━━━━━ Data shown

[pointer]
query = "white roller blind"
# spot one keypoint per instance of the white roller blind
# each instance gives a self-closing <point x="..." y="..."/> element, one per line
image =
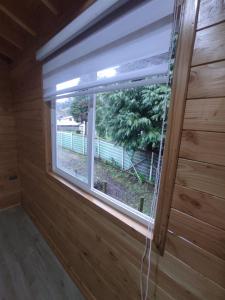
<point x="131" y="47"/>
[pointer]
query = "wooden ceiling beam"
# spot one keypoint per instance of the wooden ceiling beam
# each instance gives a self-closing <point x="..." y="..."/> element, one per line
<point x="10" y="32"/>
<point x="16" y="13"/>
<point x="51" y="6"/>
<point x="8" y="50"/>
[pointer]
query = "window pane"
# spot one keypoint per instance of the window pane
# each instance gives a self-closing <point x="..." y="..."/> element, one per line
<point x="72" y="131"/>
<point x="127" y="137"/>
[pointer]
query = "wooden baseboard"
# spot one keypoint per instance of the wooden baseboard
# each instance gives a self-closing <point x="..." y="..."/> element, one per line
<point x="84" y="290"/>
<point x="8" y="200"/>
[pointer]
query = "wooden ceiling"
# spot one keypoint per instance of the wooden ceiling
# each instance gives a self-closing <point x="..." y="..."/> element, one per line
<point x="27" y="23"/>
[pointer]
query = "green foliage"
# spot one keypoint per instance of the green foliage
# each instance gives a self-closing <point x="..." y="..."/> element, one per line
<point x="79" y="108"/>
<point x="132" y="118"/>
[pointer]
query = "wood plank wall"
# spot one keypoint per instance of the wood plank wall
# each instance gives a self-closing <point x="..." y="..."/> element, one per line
<point x="9" y="180"/>
<point x="102" y="257"/>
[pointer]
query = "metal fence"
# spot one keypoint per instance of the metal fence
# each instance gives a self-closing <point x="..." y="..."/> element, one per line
<point x="144" y="163"/>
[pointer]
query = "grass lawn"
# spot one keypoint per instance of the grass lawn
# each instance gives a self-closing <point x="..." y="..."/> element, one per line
<point x="119" y="184"/>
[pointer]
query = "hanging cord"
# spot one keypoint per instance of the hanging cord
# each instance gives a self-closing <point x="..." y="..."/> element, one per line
<point x="144" y="282"/>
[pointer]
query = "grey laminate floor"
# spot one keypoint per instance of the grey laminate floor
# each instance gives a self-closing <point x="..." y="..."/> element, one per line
<point x="28" y="268"/>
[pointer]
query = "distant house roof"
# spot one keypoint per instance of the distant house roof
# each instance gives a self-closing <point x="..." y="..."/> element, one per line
<point x="67" y="121"/>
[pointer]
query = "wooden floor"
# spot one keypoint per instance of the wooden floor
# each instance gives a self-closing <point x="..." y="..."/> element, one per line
<point x="28" y="268"/>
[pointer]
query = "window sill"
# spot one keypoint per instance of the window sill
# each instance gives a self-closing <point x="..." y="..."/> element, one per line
<point x="132" y="227"/>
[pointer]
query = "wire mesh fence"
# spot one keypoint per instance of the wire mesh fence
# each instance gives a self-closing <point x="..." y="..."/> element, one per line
<point x="141" y="162"/>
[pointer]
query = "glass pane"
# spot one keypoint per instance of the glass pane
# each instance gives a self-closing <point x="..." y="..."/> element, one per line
<point x="127" y="137"/>
<point x="71" y="139"/>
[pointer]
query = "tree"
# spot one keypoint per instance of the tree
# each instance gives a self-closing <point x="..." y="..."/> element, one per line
<point x="132" y="118"/>
<point x="79" y="110"/>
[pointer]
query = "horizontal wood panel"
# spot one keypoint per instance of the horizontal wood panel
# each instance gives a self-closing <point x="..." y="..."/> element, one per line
<point x="198" y="259"/>
<point x="209" y="45"/>
<point x="207" y="81"/>
<point x="197" y="232"/>
<point x="203" y="206"/>
<point x="201" y="176"/>
<point x="9" y="179"/>
<point x="8" y="199"/>
<point x="211" y="12"/>
<point x="203" y="146"/>
<point x="205" y="114"/>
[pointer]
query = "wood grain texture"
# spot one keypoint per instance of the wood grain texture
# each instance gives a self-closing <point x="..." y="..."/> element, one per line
<point x="36" y="275"/>
<point x="98" y="251"/>
<point x="207" y="81"/>
<point x="203" y="146"/>
<point x="198" y="259"/>
<point x="205" y="114"/>
<point x="205" y="236"/>
<point x="211" y="12"/>
<point x="201" y="176"/>
<point x="9" y="178"/>
<point x="209" y="45"/>
<point x="175" y="120"/>
<point x="203" y="206"/>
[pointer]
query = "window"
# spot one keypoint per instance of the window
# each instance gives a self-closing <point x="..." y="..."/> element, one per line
<point x="107" y="94"/>
<point x="107" y="143"/>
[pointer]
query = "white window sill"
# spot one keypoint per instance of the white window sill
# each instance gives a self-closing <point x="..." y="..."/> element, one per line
<point x="133" y="227"/>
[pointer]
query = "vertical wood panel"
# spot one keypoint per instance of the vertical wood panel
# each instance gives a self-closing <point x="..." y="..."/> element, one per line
<point x="202" y="234"/>
<point x="205" y="114"/>
<point x="211" y="12"/>
<point x="175" y="120"/>
<point x="201" y="176"/>
<point x="207" y="81"/>
<point x="203" y="206"/>
<point x="209" y="45"/>
<point x="203" y="146"/>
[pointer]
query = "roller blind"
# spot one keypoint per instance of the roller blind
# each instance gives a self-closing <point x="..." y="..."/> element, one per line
<point x="131" y="47"/>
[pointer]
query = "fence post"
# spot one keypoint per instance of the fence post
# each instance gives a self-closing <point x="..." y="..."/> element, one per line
<point x="71" y="140"/>
<point x="151" y="166"/>
<point x="98" y="147"/>
<point x="122" y="158"/>
<point x="141" y="204"/>
<point x="83" y="143"/>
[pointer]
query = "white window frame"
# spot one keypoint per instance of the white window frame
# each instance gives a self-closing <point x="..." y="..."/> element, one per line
<point x="88" y="187"/>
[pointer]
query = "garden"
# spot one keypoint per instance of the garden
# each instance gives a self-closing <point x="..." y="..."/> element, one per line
<point x="129" y="119"/>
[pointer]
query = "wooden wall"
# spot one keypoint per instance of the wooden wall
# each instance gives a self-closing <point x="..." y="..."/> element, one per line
<point x="101" y="254"/>
<point x="9" y="182"/>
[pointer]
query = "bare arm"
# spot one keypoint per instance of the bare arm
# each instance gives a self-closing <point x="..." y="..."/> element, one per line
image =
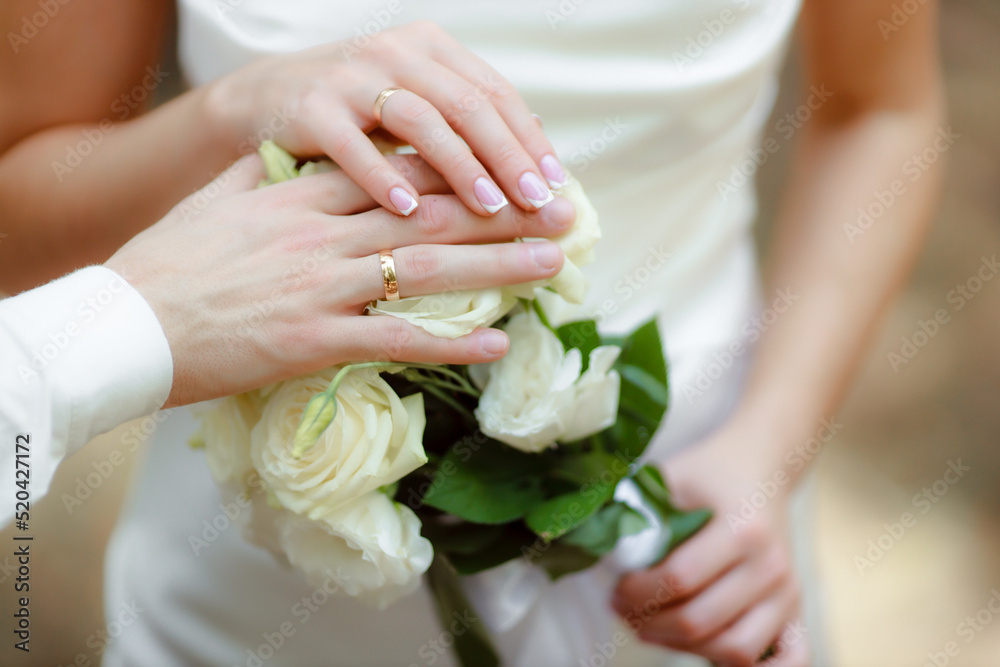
<point x="736" y="592"/>
<point x="82" y="169"/>
<point x="82" y="173"/>
<point x="864" y="149"/>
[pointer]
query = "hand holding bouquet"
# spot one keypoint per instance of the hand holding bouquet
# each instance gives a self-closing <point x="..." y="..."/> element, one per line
<point x="377" y="472"/>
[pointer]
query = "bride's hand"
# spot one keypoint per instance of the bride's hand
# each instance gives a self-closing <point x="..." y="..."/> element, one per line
<point x="257" y="286"/>
<point x="320" y="101"/>
<point x="732" y="589"/>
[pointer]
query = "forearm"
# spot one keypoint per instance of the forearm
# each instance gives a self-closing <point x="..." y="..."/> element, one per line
<point x="843" y="268"/>
<point x="72" y="195"/>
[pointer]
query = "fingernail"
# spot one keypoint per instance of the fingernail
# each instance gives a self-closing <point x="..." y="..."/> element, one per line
<point x="534" y="190"/>
<point x="403" y="201"/>
<point x="545" y="255"/>
<point x="552" y="171"/>
<point x="489" y="195"/>
<point x="493" y="342"/>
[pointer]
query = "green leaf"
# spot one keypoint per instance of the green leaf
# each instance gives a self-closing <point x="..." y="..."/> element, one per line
<point x="506" y="547"/>
<point x="581" y="335"/>
<point x="644" y="395"/>
<point x="643" y="348"/>
<point x="557" y="516"/>
<point x="320" y="411"/>
<point x="489" y="484"/>
<point x="473" y="646"/>
<point x="684" y="525"/>
<point x="278" y="163"/>
<point x="681" y="524"/>
<point x="600" y="533"/>
<point x="459" y="538"/>
<point x="562" y="559"/>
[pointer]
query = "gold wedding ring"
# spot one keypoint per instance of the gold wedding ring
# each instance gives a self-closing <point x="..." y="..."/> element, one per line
<point x="389" y="275"/>
<point x="379" y="101"/>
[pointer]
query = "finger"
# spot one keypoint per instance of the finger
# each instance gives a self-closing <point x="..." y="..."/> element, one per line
<point x="414" y="119"/>
<point x="446" y="220"/>
<point x="388" y="338"/>
<point x="526" y="126"/>
<point x="351" y="148"/>
<point x="759" y="629"/>
<point x="721" y="604"/>
<point x="691" y="568"/>
<point x="336" y="193"/>
<point x="436" y="269"/>
<point x="468" y="111"/>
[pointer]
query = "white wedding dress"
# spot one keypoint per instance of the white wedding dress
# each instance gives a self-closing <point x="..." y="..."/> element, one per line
<point x="654" y="105"/>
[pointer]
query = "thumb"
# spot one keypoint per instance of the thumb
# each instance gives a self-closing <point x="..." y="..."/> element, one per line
<point x="240" y="176"/>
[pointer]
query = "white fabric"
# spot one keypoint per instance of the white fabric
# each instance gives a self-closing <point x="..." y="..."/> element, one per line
<point x="652" y="128"/>
<point x="78" y="357"/>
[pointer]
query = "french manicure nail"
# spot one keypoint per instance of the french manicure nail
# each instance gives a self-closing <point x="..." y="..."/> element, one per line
<point x="545" y="255"/>
<point x="489" y="195"/>
<point x="493" y="342"/>
<point x="534" y="190"/>
<point x="552" y="171"/>
<point x="403" y="201"/>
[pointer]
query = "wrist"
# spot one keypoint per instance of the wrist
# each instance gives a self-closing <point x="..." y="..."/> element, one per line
<point x="775" y="447"/>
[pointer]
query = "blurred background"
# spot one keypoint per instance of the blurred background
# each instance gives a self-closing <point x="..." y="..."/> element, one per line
<point x="889" y="595"/>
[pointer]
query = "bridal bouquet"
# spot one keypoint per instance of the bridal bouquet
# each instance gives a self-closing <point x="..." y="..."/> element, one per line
<point x="374" y="474"/>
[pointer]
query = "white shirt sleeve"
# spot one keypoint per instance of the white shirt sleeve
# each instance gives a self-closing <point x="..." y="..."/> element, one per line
<point x="78" y="357"/>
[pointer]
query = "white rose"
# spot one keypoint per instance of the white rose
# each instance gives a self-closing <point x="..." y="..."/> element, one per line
<point x="535" y="395"/>
<point x="375" y="439"/>
<point x="371" y="547"/>
<point x="225" y="431"/>
<point x="450" y="314"/>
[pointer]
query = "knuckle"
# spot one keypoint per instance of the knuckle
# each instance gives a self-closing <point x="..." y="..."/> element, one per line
<point x="426" y="28"/>
<point x="377" y="175"/>
<point x="421" y="263"/>
<point x="344" y="143"/>
<point x="691" y="627"/>
<point x="397" y="339"/>
<point x="509" y="155"/>
<point x="500" y="90"/>
<point x="418" y="113"/>
<point x="433" y="216"/>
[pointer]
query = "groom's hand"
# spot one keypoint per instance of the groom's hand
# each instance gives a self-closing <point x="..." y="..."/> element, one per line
<point x="255" y="286"/>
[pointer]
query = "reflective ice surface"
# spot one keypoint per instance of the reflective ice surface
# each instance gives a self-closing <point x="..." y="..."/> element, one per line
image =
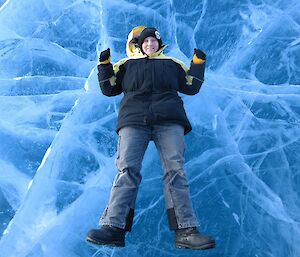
<point x="57" y="139"/>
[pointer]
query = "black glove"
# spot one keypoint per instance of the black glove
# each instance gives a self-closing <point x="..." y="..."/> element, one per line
<point x="199" y="54"/>
<point x="105" y="56"/>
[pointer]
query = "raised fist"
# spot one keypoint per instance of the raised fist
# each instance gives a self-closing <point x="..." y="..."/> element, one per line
<point x="105" y="56"/>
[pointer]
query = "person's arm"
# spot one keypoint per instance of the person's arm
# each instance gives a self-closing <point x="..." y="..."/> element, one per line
<point x="191" y="81"/>
<point x="109" y="84"/>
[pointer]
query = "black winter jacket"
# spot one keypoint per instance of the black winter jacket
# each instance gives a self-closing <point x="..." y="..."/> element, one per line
<point x="150" y="85"/>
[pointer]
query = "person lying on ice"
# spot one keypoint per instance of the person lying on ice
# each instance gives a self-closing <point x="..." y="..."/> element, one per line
<point x="150" y="110"/>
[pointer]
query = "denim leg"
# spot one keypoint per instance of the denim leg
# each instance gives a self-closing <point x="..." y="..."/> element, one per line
<point x="133" y="142"/>
<point x="169" y="140"/>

━━━━━━━━━━

== Work required ==
Tally the lines of the items above that contain the string "holding", and give only that number.

== Reply to the task ==
2